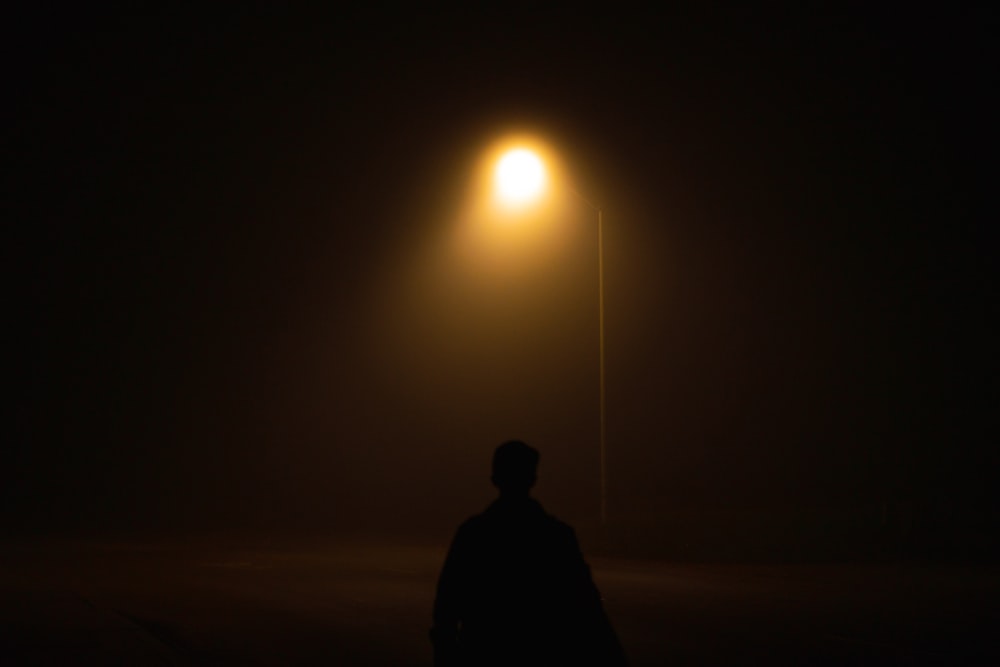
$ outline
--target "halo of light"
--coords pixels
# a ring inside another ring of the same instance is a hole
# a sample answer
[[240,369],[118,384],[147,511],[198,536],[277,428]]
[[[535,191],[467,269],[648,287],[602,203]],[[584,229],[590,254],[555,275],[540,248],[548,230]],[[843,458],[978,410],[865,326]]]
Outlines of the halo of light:
[[497,162],[497,195],[508,204],[524,204],[537,197],[545,186],[545,165],[526,148],[507,151]]

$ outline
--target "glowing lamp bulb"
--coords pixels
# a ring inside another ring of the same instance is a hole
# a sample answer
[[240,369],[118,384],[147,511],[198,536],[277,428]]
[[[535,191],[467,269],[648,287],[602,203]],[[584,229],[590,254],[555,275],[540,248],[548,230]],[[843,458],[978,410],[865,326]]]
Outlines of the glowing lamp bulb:
[[508,151],[497,163],[497,194],[506,203],[526,203],[537,197],[544,185],[545,167],[541,159],[527,149]]

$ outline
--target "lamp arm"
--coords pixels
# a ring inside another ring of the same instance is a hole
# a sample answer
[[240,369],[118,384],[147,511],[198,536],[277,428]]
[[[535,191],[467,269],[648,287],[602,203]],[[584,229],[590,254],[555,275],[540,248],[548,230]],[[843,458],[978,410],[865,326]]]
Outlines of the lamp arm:
[[566,189],[569,190],[570,192],[572,192],[574,197],[576,197],[577,199],[579,199],[580,201],[582,201],[584,204],[586,204],[587,206],[589,206],[591,209],[593,209],[597,213],[601,212],[601,207],[600,206],[598,206],[594,202],[590,201],[589,199],[587,199],[586,197],[584,197],[583,195],[581,195],[579,192],[576,191],[576,188],[574,188],[573,186],[567,184],[566,185]]

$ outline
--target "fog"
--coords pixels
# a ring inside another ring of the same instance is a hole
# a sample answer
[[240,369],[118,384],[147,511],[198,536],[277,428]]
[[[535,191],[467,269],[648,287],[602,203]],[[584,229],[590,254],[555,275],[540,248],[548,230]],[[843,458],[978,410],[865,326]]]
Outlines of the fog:
[[445,540],[520,438],[596,534],[593,213],[462,236],[525,127],[604,211],[622,544],[988,551],[973,130],[942,102],[975,93],[905,31],[545,24],[511,62],[485,29],[161,19],[17,43],[14,532]]

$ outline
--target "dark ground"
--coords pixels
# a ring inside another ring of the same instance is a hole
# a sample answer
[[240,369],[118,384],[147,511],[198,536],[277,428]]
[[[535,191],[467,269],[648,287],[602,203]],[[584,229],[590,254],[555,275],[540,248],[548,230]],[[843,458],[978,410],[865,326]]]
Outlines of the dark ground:
[[[428,665],[444,550],[6,545],[0,662]],[[987,665],[996,567],[590,559],[633,665]]]

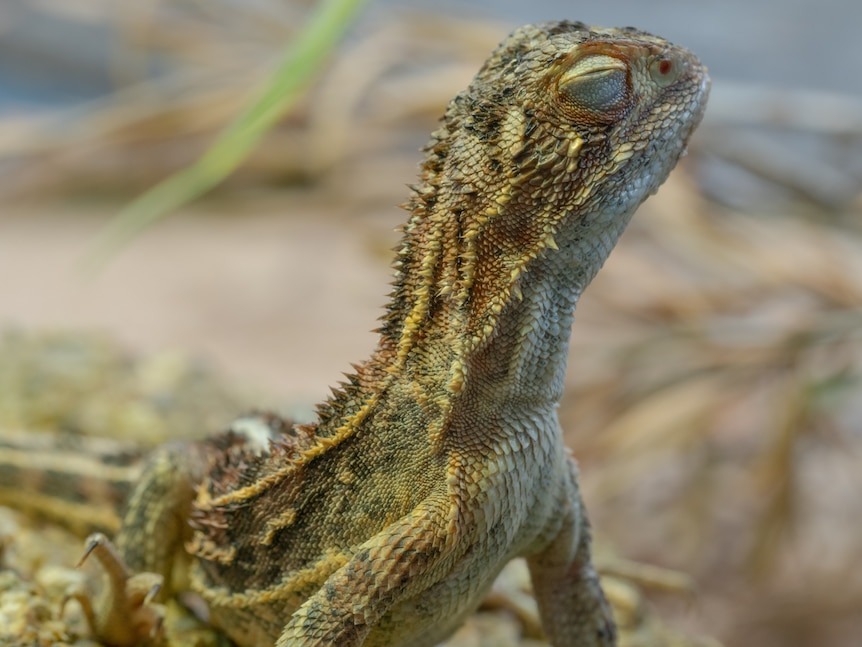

::::::::

(EXERCISE GOAL): Pictures are to be left out; the records above must be repeated word for word.

(SOLUTION TO THIS PROBLEM):
$ outline
--target "halo of light"
--coords pixels
# a ring inside another ring of the same instance is a hole
# a sample answer
[[240,369],[118,384],[147,511],[198,536],[277,428]]
[[[535,191],[467,269],[648,287],[602,203]],[[584,229],[590,254],[555,275],[540,248],[548,230]],[[843,458],[978,410],[865,326]]]
Outlines of the halo of light:
[[497,162],[497,195],[508,204],[524,204],[537,197],[545,186],[545,165],[526,148],[507,151]]

$ outline
--target "glowing lamp bulb"
--coords pixels
# a ring inside another ring of the same instance is a hole
# a sample answer
[[240,369],[118,384],[147,511],[198,536],[277,428]]
[[[535,191],[467,269],[648,287],[602,203]],[[584,229],[590,254],[555,275],[540,248],[548,230]],[[843,458],[978,410],[865,326]]]
Outlines of the glowing lamp bulb:
[[508,151],[497,163],[497,194],[506,203],[526,203],[537,197],[544,185],[545,167],[541,159],[527,149]]

$ outline
--target "lamp arm"
--coords pixels
# a ring inside another ring of the same instance is a hole
# a sample answer
[[240,369],[118,384],[147,511],[198,536],[277,428]]
[[[535,191],[467,269],[648,287],[602,203]],[[584,229],[590,254],[555,275],[540,248],[548,230]],[[843,458],[978,410],[865,326]]]
Outlines of the lamp arm:
[[566,189],[569,190],[570,192],[572,192],[574,197],[576,197],[577,199],[579,199],[580,201],[582,201],[584,204],[586,204],[587,206],[589,206],[591,209],[593,209],[597,213],[601,212],[601,207],[600,206],[598,206],[594,202],[590,201],[589,199],[587,199],[586,197],[584,197],[583,195],[581,195],[579,192],[576,191],[576,188],[574,188],[573,186],[567,184],[566,185]]

$ outline
--target "fog"
--coords pixels
# a ring inside another ring of the same instance is a hole
# a sample answer
[[240,369],[118,384],[147,511],[198,536],[277,428]]
[[[535,191],[467,269],[648,287],[602,203]],[[584,229],[590,254],[555,275],[540,248],[548,230]],[[843,458],[978,410],[865,326]]]
Outlines of the fog:
[[445,540],[520,438],[596,534],[593,213],[462,236],[525,127],[604,211],[622,544],[988,551],[973,130],[942,102],[975,93],[905,31],[545,24],[511,62],[485,29],[161,19],[17,43],[14,532]]

$ outline
--target "dark ground"
--coords pixels
# a ring inside another ring of the same instance is a hole
# a sample answer
[[240,369],[118,384],[147,511],[198,536],[277,428]]
[[[535,191],[467,269],[648,287],[602,203]],[[584,229],[590,254],[555,275],[540,248],[548,230]],[[843,458],[978,410],[865,326]]]
Outlines of the dark ground:
[[[428,665],[444,550],[6,545],[0,662]],[[987,665],[996,567],[590,559],[633,665]]]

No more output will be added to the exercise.